*Texto citado*
-----
Uno de los principales colaboradores del filósofo de Vich en la operación mediática fue el periodista mallorquín José M.ª Quadrado, quien le secundaría desde el diario madrileño El Conciliador, durante su corta existencia entre los meses de julio y diciembre de 1845. Todos los artículos que se publicaron en él aparecen reunidos en el segundo de los cuatro tomos que recopilan sus Ensayos religiosos, políticos y literarios (1893-1896), proyecto editorial que finalmente, tras dos tentativas incompletas en 1853 y 1871, conseguiría llevar a término justo antes de su muerte.
En el artículo «Menéndez Pelayo y la escuela apologética tradicionalista (III)», ya nos referimos a la introducción que el polígrafo montañés estampó en el primer tomo de esta última y definitiva edición de los Ensayos de su buen amigo Quadrado. En ese largo prefacio, tras recordar la participación de nuestro autor en la campaña de Balmes, escribe: «La generosa fórmula que […] defendía no era otra que la reconciliación sincera de todos los españoles católicos y monárquicos, y como medio de lograrla y principio de una política nacional, la fusión dinástica que ahuyentara para siempre el espectro de la guerra civil, haciendo entrar en la legalidad [sic] constitucional al partido [sic] carlista» (p. XLVI. El subrayado es nuestro).
-----
*Información extraída*
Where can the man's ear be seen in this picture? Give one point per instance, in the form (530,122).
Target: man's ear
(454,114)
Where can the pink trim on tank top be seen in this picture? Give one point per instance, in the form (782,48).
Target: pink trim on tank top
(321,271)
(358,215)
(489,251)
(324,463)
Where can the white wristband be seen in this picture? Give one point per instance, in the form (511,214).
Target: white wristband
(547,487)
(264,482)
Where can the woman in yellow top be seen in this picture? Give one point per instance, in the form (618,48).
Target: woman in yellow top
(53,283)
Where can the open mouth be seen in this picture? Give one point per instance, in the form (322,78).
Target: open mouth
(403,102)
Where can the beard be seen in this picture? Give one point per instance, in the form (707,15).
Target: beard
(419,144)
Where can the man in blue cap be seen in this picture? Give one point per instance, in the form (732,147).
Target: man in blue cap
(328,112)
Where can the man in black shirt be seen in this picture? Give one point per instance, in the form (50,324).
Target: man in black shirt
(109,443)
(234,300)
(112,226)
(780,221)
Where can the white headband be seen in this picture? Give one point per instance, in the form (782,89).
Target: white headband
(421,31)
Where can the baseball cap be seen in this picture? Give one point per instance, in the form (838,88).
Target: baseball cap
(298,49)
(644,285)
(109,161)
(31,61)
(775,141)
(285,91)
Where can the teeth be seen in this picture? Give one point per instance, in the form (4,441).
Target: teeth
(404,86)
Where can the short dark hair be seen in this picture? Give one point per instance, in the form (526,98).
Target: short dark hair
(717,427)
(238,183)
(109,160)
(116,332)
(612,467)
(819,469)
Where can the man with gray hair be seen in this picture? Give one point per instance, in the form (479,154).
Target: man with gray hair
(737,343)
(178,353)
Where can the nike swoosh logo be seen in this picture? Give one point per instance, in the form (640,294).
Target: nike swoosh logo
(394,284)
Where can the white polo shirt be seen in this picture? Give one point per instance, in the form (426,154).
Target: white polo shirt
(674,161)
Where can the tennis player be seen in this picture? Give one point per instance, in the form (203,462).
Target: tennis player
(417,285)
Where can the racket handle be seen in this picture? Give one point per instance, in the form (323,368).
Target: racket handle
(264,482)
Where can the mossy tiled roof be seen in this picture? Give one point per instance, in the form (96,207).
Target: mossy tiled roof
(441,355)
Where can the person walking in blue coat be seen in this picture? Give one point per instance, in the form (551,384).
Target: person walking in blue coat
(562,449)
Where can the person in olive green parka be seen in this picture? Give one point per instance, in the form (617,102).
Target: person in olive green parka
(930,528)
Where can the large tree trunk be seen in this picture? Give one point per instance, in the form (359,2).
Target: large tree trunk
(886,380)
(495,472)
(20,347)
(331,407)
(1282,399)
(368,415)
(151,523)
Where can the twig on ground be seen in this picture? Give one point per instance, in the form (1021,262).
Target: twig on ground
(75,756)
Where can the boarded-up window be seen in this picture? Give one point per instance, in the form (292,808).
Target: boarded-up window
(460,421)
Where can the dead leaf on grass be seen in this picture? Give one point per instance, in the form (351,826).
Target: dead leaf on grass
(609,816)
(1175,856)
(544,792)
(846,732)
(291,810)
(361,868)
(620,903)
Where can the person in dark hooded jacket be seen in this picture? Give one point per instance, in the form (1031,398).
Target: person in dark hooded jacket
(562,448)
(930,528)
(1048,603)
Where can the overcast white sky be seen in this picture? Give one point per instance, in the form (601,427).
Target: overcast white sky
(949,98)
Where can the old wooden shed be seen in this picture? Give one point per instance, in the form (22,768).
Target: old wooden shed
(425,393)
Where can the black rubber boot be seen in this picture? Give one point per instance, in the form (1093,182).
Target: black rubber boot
-----
*Tareas por hacer*
(a) Según el texto citado, ¿entre qué meses de 1845 existió el diario El Conciliador?
(b) Por favor, reproduce el texto citado comenzando en "Uno de los principales" y continuando hasta "de su muerte.", y sustituye "El Conciliador" por "El Heraldo".

*Soluciones propuestas*
(a) Entre julio y diciembre de 1845.

(b)
Uno de los principales colaboradores del filósofo de Vich en la operación mediática fue el periodista mallorquín José M.ª Quadrado, quien le secundaría desde el diario madrileño El Heraldo, durante su corta existencia entre los meses de julio y diciembre de 1845. Todos los artículos que se publicaron en él aparecen reunidos en el segundo de los cuatro tomos que recopilan sus Ensayos religiosos, políticos y literarios (1893-1896), proyecto editorial que finalmente, tras dos tentativas incompletas en 1853 y 1871, conseguiría llevar a término justo antes de su muerte.